Shirley might have just got her foot in the door of an outpost on Poverty Row, but Gertrude Temple imagined it as the first step on a stairway leading swiftly to the top. Anxious and excited, she seemed never to have doubted that the movies offered her daughter a golden opportunity. Hays had assured her that Shirley would have “a very good dramatic teacher,” the use of a kitchenette, and a place to nap, so that her daily routine would proceed much as usual.8
These promises proved empty, however. Far from expert dramatic instruction, Jack Hays and Charles Lamont spoon-fed Shirley and the other child actors their lines one at a time and urged them to mug broadly. The children’s job was not acting but mimicry, Shirley later observed. Gertrude coached her at home as best she could, urging her to “sparkle” and teaching her how to arch her eyebrows, round her mouth in surprise, thrust out her lower lip, and cock her head sideways with a knowing smile—gestures that would become characteristic in Shirley’s later films.9
The set of the Baby Burlesks resembled a workhouse more than a day nursery. To threaten and punish uncooperative child actors, Lamont kept a soundproof black box, six feet on each side, containing a block of ice. An offending child was locked within this dark, cramped interior and either stood uncomfortably in the cold, humid air or had to sit on the ice. Those who told their parents about this torture were threatened with further punishment. When, nonetheless, Shirley confided to her mother, Gertrude Temple dismissed her report as a fanciful tale. A half century later, Shirley would still insist on its veracity, but it was not a story that Gertrude wished to hear. Lamont was equally ruthless behind the camera. In a Tarzan film spoof, Kid in Africa, for example, he concealed a tripwire to level the “savages” played by African American children. In filming Polly Tix in Washington, a terrified ostrich pulling Shirley and another child in a surrey careened wildly about the set before crashing into a wall. “This isn’t playtime, kids,” she remembered Lamont saying. “It’s work.”10
Looking back on her childhood from middle age, Shirley Temple Black agreed. Once she started in Baby Burlesks at age three, she observed, “[I] worked for the rest of my childhood.” Though not solely the creature of the studio, “I went to work every day. . . . I thought every child worked, because I was born into it.”11
Gertrude Temple, by contrast, insisted that her daughter’s time at the studio was carefree recreation. “Motion-picture acting is simply part of her play life,” she declared in 1935. “It is un-tinged with worry about tomorrow or fear of failure.” Indeed, similar words were put in Shirley’s mouth by a journalist the same year, when she supposedly told her “autobiography” as a seven-year-old: acting “is like playing a game of make-believe. That’s the easiest game in the world to play. It is for me, anyway.”12
This justification was a common, even threadbare, defense by parents and producers of child performers.13 Such assurances constituted an implicit reply to an unnamable charge: that child acting, far from harmless play, in fact constituted a form of exploitative child labor. The defense of child acting as a legitimate activity, separate and distinct from oppressive child labor in textile mills, coal mines, glasshouses, tenements, street trades, and the like, had been fought by theatrical interests and the children’s parents for over half a century. The position of the child actor was highly paradoxical, as one who fascinated audiences in the ability both to imitate adults and to portray the unique characteristics of childhood innocence. As the sociologist Viviana Zelizer has observed, such actors “were child laborers paid to represent the new, sentimentalized view of children.”14 Even very young children could score phenomenal triumphs in such roles, as they seemed not to work but to play—and earned far more for their families than most adults. One of the first American child stars, Cordelia Howard (1848–1941), appeared onstage at the age of four in Oliver Twist and soon afterward played Little Eva in Uncle Tom’s Cabin, a part for which she became famous. Kate Bateman (1842–1917) began her acting career at age three in Babes in the Woods. A generation later, Elsie Leslie (1881–1960) launched her professional career as a four-year-old and achieved two of her greatest successes in dramatic versions of Frances Hodgson Burnett’s Little Lord Fauntleroy in 1888 and Mark Twain’s The Prince and the Pauper in 1890. In the first decade of the twentieth century, spectacular Broadway productions featuring children reached their height, led by The Wizard of Oz, The Little Princess, The Blue Bird, Babes in Toyland, and Peter Pan.15 In the 1920s Hollywood brought forth Jackie Coogan, “Baby Peggy” Montgomery, and the popular Our Gang two-reelers, and legions followed in their footsteps. Film allowed child actors greater freedom of movement and intimacy of expression than did the stage. Moreover, the introduction of sound created new possibilities for giggling, sobbing, whining, shrieking, singing, and dancing.

Material provided:
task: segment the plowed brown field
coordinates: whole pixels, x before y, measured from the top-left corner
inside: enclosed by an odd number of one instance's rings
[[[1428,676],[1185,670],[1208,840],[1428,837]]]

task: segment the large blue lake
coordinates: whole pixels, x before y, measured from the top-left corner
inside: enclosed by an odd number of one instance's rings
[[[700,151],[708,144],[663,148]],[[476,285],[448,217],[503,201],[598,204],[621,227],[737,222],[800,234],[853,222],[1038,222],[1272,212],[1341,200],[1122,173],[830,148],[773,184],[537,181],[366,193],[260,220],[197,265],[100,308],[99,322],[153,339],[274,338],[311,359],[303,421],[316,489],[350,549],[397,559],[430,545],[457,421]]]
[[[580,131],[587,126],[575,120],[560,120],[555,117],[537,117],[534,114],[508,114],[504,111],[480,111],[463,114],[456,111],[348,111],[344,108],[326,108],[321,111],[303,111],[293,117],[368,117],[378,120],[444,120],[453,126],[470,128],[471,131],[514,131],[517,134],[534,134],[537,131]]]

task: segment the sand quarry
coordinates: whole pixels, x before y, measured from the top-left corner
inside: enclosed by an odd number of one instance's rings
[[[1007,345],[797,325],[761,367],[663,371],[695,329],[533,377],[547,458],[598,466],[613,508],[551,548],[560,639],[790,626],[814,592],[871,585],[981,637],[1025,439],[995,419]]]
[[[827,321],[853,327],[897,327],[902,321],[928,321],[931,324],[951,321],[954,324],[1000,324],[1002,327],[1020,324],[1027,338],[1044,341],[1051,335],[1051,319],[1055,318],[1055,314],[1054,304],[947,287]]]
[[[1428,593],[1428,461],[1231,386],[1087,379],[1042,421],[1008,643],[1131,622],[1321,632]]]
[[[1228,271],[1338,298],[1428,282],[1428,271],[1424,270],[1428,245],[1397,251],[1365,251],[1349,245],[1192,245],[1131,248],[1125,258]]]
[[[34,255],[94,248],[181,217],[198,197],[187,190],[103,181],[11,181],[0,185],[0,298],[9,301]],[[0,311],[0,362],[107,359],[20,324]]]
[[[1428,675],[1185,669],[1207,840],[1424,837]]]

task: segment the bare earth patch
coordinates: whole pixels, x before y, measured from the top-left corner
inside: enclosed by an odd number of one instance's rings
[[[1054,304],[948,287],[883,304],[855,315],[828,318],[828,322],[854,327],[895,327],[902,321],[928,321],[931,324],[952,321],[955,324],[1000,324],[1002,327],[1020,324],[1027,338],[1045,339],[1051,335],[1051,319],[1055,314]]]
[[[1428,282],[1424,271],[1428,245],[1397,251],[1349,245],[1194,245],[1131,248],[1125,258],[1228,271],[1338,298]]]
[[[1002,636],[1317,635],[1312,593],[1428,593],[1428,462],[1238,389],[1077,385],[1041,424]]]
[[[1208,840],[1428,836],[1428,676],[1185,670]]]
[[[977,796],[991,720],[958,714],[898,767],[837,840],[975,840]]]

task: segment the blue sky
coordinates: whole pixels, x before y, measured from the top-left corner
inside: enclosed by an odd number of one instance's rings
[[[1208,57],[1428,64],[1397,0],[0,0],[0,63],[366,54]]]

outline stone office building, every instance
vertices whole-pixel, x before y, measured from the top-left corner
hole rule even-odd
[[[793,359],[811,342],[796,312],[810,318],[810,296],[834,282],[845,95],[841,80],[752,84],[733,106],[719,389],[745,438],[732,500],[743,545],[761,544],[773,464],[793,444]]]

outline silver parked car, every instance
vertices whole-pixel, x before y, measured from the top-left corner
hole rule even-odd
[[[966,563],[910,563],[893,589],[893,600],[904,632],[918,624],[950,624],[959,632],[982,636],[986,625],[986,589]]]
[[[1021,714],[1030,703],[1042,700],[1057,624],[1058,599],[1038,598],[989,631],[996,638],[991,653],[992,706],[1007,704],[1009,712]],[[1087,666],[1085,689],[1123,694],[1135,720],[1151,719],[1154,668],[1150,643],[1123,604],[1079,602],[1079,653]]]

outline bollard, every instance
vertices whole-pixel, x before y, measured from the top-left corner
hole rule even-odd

Goal of the exercise:
Using the text on Shirley Temple's Baby Burlesks years, decide whether each statement agrees with it: (a) Lamont's soundproof box measured six feet on each side; (b) Gertrude Temple believed Shirley's account of the box; (c) Elsie Leslie began her professional career at age three. Answer yes or no for each and quote the words of the text that decide it. Answer from the text alone.

Expected output:
(a) Yes: "six feet on each side"
(b) No: "Gertrude Temple dismissed her report as a fanciful tale."
(c) No: "launched her professional career as a four-year-old"